TAREFAS A REALIZAR
1/ No acórdão, que réu foi absolvido da instância?
2/ Cita o trecho do acórdão que abre com as palavras em que figura "Acórdão nº 00459/12.3BECBR" e fecha com "Administrativo:I RELATÓRIO 1.".

BLOCO DE TEXTO
"""

Acórdão nº 00459/12.3BECBR de Tribunal Central Administrativo Norte, 28 de Março de 2014
Magistrado Responsável | Antero Pires Salvador |
Data da Resolução | 28 de Março de 2014 |
Emissor | Tribunal Central Administrativo Norte |
Acordam, em conferência, os Juízes do Tribunal Central Administrativo Norte – Secção do Contencioso Administrativo:I RELATÓRIO 1.
EAT...- e outros -, identif. nos autos, inconformados, vieram interpor o presente recurso jurisdicional da decisão do TAF de Coimbra, datada de 9/6/2013, que, no âmbito da acção administrativa especial [onde peticionava que fosse declarado inválido, nulo e ineficaz, o processo de licenciamento e consequentemente o Alvará n.º 6, emitido em 21/04/2011 e aprovado por despacho de 4/3/2011 da C.M. de Góis, atentos os vícios de violação de lei, de forma e desvio de poder, requerendo, desde logo, que fosse ordenada a imediata demolição das obras ilegalmente executadas], julgando procedente a excepção dilatória de caducidade do direito de acção, absolveu da instância o Réu/recorrido MUNICÍPIO de GÓIS.

"""

SECÇÃO DE DADOS

"""

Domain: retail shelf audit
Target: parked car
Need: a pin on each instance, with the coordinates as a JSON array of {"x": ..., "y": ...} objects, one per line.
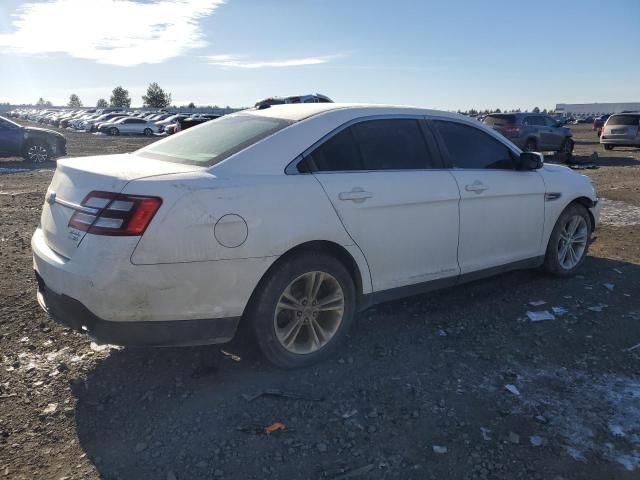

"""

RESULTADOS POR ORDEM
1/ O Município de Góis.

2/
Acórdão nº 00459/12.3BECBR de Tribunal Central Administrativo Norte, 28 de Março de 2014
Magistrado Responsável | Antero Pires Salvador |
Data da Resolução | 28 de Março de 2014 |
Emissor | Tribunal Central Administrativo Norte |
Acordam, em conferência, os Juízes do Tribunal Central Administrativo Norte – Secção do Contencioso Administrativo:I RELATÓRIO 1.